Copy each line exactly. Leave nothing out.

+---+

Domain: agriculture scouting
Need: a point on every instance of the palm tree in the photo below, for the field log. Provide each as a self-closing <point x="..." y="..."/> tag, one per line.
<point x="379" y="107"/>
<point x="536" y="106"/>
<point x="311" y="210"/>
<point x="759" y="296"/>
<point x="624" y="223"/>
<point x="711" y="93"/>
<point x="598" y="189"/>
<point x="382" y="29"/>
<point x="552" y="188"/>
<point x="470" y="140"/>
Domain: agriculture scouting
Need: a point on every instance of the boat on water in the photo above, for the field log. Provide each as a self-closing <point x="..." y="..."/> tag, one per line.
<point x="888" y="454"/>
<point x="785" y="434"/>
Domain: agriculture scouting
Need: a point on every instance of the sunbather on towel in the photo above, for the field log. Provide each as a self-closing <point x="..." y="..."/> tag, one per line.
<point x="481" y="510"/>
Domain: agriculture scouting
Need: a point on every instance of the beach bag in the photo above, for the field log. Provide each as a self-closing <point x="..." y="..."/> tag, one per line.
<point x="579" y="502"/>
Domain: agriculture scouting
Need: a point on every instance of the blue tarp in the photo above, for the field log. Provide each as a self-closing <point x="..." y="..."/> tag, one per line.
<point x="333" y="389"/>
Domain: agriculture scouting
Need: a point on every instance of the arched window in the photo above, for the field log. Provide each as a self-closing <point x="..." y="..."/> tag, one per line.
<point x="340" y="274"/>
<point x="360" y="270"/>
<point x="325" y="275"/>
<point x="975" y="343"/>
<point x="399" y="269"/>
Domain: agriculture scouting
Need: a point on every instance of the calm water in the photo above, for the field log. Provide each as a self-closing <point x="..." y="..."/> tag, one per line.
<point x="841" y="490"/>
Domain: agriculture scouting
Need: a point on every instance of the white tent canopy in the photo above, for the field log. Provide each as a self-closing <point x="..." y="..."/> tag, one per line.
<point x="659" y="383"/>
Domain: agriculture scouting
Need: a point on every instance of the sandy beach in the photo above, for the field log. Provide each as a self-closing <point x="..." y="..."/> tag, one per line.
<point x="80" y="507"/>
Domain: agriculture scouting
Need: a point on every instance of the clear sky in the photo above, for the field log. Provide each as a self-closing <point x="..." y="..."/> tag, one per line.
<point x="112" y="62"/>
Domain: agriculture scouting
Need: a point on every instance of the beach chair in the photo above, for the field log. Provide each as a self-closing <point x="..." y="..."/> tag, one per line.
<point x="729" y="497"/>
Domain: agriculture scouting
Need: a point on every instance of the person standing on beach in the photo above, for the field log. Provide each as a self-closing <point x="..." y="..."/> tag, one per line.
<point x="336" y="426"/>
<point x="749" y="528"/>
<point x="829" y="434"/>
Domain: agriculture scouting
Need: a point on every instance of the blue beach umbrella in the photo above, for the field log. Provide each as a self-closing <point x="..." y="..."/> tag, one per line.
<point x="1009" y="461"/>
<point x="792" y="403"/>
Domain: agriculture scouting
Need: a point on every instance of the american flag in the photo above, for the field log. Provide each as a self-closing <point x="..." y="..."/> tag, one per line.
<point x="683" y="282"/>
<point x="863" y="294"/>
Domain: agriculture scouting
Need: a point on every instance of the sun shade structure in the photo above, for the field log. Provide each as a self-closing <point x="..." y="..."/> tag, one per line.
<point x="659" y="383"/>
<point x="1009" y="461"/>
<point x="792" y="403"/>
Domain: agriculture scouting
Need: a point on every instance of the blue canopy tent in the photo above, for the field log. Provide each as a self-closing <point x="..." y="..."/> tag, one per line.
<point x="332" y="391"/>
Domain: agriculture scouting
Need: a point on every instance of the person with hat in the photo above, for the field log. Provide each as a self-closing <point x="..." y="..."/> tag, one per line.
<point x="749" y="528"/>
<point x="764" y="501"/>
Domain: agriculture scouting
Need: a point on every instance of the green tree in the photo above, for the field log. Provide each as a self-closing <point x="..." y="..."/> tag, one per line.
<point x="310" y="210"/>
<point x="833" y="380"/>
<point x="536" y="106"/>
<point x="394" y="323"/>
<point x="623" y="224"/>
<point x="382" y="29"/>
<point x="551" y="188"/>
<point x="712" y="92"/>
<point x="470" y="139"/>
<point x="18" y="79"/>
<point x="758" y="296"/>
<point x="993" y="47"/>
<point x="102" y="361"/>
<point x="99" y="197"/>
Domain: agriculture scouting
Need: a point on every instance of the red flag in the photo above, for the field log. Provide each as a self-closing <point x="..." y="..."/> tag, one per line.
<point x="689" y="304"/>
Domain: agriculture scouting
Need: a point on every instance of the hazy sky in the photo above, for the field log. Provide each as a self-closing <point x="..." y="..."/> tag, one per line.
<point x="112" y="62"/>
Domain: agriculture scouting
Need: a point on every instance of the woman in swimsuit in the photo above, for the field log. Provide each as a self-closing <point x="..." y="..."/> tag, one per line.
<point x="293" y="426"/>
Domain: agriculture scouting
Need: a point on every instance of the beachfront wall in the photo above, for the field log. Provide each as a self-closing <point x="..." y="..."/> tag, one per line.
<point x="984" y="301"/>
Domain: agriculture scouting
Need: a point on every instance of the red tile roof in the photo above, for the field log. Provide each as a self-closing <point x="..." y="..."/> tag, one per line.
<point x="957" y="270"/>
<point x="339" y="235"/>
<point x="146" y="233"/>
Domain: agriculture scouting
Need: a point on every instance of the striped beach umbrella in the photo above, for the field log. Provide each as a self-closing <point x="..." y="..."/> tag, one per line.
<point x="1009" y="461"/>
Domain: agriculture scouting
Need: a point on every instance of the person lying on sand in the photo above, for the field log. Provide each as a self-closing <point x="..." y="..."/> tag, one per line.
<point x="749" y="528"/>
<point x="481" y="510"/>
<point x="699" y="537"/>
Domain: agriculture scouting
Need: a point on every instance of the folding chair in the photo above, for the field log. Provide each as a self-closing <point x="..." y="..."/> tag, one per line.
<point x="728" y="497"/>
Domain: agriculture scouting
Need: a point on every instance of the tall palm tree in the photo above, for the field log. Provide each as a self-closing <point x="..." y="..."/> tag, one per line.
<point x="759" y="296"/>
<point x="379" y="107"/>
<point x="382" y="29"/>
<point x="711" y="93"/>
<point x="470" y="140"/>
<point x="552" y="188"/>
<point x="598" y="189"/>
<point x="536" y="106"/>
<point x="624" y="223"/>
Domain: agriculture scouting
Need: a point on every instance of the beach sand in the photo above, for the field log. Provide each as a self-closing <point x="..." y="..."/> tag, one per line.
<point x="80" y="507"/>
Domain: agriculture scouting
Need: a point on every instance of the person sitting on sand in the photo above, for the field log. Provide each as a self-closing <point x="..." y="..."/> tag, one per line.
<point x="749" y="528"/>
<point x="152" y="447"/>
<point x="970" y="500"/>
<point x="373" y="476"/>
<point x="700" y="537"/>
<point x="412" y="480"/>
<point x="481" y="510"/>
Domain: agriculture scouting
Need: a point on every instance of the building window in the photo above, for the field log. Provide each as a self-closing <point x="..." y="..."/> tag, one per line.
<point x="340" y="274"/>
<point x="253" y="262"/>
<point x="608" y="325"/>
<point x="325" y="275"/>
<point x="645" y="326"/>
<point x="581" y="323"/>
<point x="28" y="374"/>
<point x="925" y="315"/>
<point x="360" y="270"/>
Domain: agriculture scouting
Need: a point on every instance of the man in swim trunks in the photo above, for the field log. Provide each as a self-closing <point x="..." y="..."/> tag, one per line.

+---+

## FINAL RESULT
Domain: agriculture scouting
Need: a point on every instance of the palm tree in the photo below, for the field log. Provide each as a self-closing <point x="..." y="..."/> tag, one per line.
<point x="379" y="107"/>
<point x="536" y="106"/>
<point x="311" y="210"/>
<point x="759" y="296"/>
<point x="624" y="223"/>
<point x="711" y="93"/>
<point x="598" y="189"/>
<point x="382" y="29"/>
<point x="552" y="188"/>
<point x="470" y="140"/>
Domain: agriculture scouting
Need: a point on every instance of the boat on water in the photo above, for the field log. Provide each as a self-closing <point x="..." y="..."/> tag, one per line.
<point x="888" y="454"/>
<point x="785" y="434"/>
Domain: agriculture scouting
Need: a point on every instance of the sunbather on towel in the photo above, for the field log. Provide each as a self-closing <point x="..." y="..."/> tag, one per line.
<point x="481" y="510"/>
Domain: agriculture scouting
Need: a point on every instance of the beach bag in the photo above, for the field log. Provide each as a self-closing <point x="..." y="..."/> tag, one per line.
<point x="579" y="502"/>
Domain: agriculture scouting
Need: a point on every instance of the blue tarp in the photo above, for the field log. Provide each as a self-closing <point x="..." y="..."/> tag, one per line.
<point x="333" y="389"/>
Domain: agriculture scouting
Need: a point on every instance of the arched window in the photo above, for the field log. Provide each as a self-closing <point x="..." y="..."/> tag, one per line.
<point x="340" y="274"/>
<point x="360" y="270"/>
<point x="325" y="275"/>
<point x="975" y="343"/>
<point x="399" y="269"/>
Domain: agriculture scouting
Need: a point on every instance of the calm water in the photo above, for the field log. Provide each as a self-closing <point x="..." y="..."/> tag, one per line.
<point x="841" y="490"/>
Domain: agriculture scouting
Need: a point on every instance of the white tent canopy in the photo above, for the field log. Provide each as a self-closing <point x="..." y="..."/> tag, one per line.
<point x="659" y="383"/>
Domain: agriculture scouting
Need: a point on every instance of the sandy beach in the photo above, for the field log. Provide each as a self-closing <point x="..." y="..."/> tag, one per line.
<point x="80" y="507"/>
Domain: agriculture scouting
Need: a point on every instance of the clear sky in the photo above, for the field log. Provide each as a self-closing <point x="..." y="..."/> tag, one per line.
<point x="112" y="62"/>
Domain: agriculture scouting
Need: a point on every instance of the beach chair in the photo above, for the field log. Provide each as a self-closing <point x="..." y="..."/> tag, one per line.
<point x="729" y="497"/>
Domain: agriculture scouting
Need: a point on every instance of the person standing on beach in the photo above, for the field log. Provide each as a self-closing <point x="..." y="..."/> tag, one per line.
<point x="336" y="426"/>
<point x="749" y="528"/>
<point x="829" y="434"/>
Domain: agriculture scouting
Need: a point on every instance of the blue beach umbrella in the photo above, for the field log. Provide each as a self-closing <point x="..." y="..."/> tag, one per line.
<point x="1009" y="461"/>
<point x="792" y="403"/>
Domain: agriculture scouting
Need: a point on every instance of the american flag in the photo above, for the field log. Provide each as a self-closing <point x="..." y="..."/> tag, one per line.
<point x="683" y="282"/>
<point x="863" y="294"/>
Domain: agriculture scouting
Need: a point on every instance of the sun shade structure in the photo above, for the field log. Provide each as a self-closing <point x="..." y="..."/> tag, one per line.
<point x="659" y="383"/>
<point x="1009" y="461"/>
<point x="792" y="403"/>
Domain: agriculture scouting
Need: a point on every instance of the blue canopy tent in the photo above, for the field log. Provide each as a self-closing <point x="..." y="..."/> tag, one per line.
<point x="332" y="391"/>
Domain: agriculture scouting
Need: a point on every instance of the person with hat in the photo above, for the field log. Provide each as a self-closing <point x="..." y="..."/> tag, one per line.
<point x="749" y="528"/>
<point x="764" y="501"/>
Domain: agriculture scouting
Need: a point on every instance of the green tree in the photo above, for the field log. Provide each as a self-closing <point x="..." y="..."/> tag, one per line.
<point x="310" y="210"/>
<point x="833" y="380"/>
<point x="536" y="106"/>
<point x="394" y="323"/>
<point x="623" y="224"/>
<point x="382" y="29"/>
<point x="551" y="188"/>
<point x="712" y="92"/>
<point x="470" y="139"/>
<point x="18" y="79"/>
<point x="758" y="296"/>
<point x="993" y="47"/>
<point x="102" y="361"/>
<point x="99" y="197"/>
Domain: agriculture scouting
Need: a point on every instance of the red flag in the photo above, for the field log. Provide each as a self-closing <point x="..." y="..."/> tag, one per line.
<point x="689" y="304"/>
Domain: agriculture scouting
Need: a point on every instance of the hazy sky in the photo above, for the field log. Provide each as a self-closing <point x="..." y="..."/> tag, one per line.
<point x="112" y="62"/>
Domain: agriculture scouting
Need: a point on every instance of the woman in swimsuit in the photo above, for the field log. Provide each as a self-closing <point x="..." y="..."/> tag, one per line.
<point x="293" y="426"/>
Domain: agriculture scouting
Need: a point on every instance of the beachfront wall in the photo above, for the field log. Provide each as a self-closing <point x="..." y="..."/> tag, one per line.
<point x="984" y="301"/>
Domain: agriculture scouting
Need: a point on every instance of the red tile roof in the photo above, for the field log. Provide each as a self-closing <point x="..." y="..."/> tag, one per line.
<point x="957" y="270"/>
<point x="339" y="235"/>
<point x="146" y="233"/>
Domain: agriculture scouting
Need: a point on every instance of the striped beach umbrella in the photo above, for the field log. Provide each as a self-closing <point x="..." y="..."/> tag, one per line.
<point x="1009" y="461"/>
Domain: agriculture scouting
Need: a point on every instance of the person lying on sand in the photo above, for the field log. Provide each as a self-closing <point x="..." y="..."/> tag, one per line.
<point x="749" y="528"/>
<point x="481" y="510"/>
<point x="699" y="537"/>
Domain: agriculture scouting
Need: a point on every instance of the folding chair in the photo above, for the field log. Provide each as a self-closing <point x="..." y="..."/> tag, one per line.
<point x="728" y="497"/>
Domain: agriculture scouting
Need: a point on every instance of the tall palm tree in the photo above, for the field log. Provide each as a self-closing <point x="..." y="..."/> tag, one per line.
<point x="759" y="296"/>
<point x="379" y="107"/>
<point x="382" y="29"/>
<point x="711" y="93"/>
<point x="470" y="140"/>
<point x="552" y="188"/>
<point x="598" y="189"/>
<point x="536" y="106"/>
<point x="624" y="223"/>
Domain: agriculture scouting
Need: a point on every instance of the beach sand in the photo above, for the field log. Provide each as a self-closing <point x="..." y="..."/> tag, one per line.
<point x="80" y="507"/>
Domain: agriculture scouting
Need: a point on every instance of the person sitting on sand in the photo above, for the field log. Provide each as a self-closing <point x="..." y="..."/> tag, one per line.
<point x="749" y="528"/>
<point x="152" y="447"/>
<point x="970" y="500"/>
<point x="373" y="476"/>
<point x="700" y="537"/>
<point x="412" y="480"/>
<point x="481" y="510"/>
Domain: agriculture scouting
Need: a point on every instance of the building window in the photo above, for the field log. Provide each as a self-closing <point x="..." y="..."/> tag, one per line.
<point x="340" y="274"/>
<point x="253" y="262"/>
<point x="608" y="325"/>
<point x="325" y="275"/>
<point x="645" y="326"/>
<point x="581" y="323"/>
<point x="28" y="374"/>
<point x="925" y="315"/>
<point x="360" y="270"/>
Domain: agriculture scouting
Need: a point on every instance of the man in swim trunks in the photo above, for the field log. Provide each as a self-closing <point x="..." y="..."/> tag, one per line.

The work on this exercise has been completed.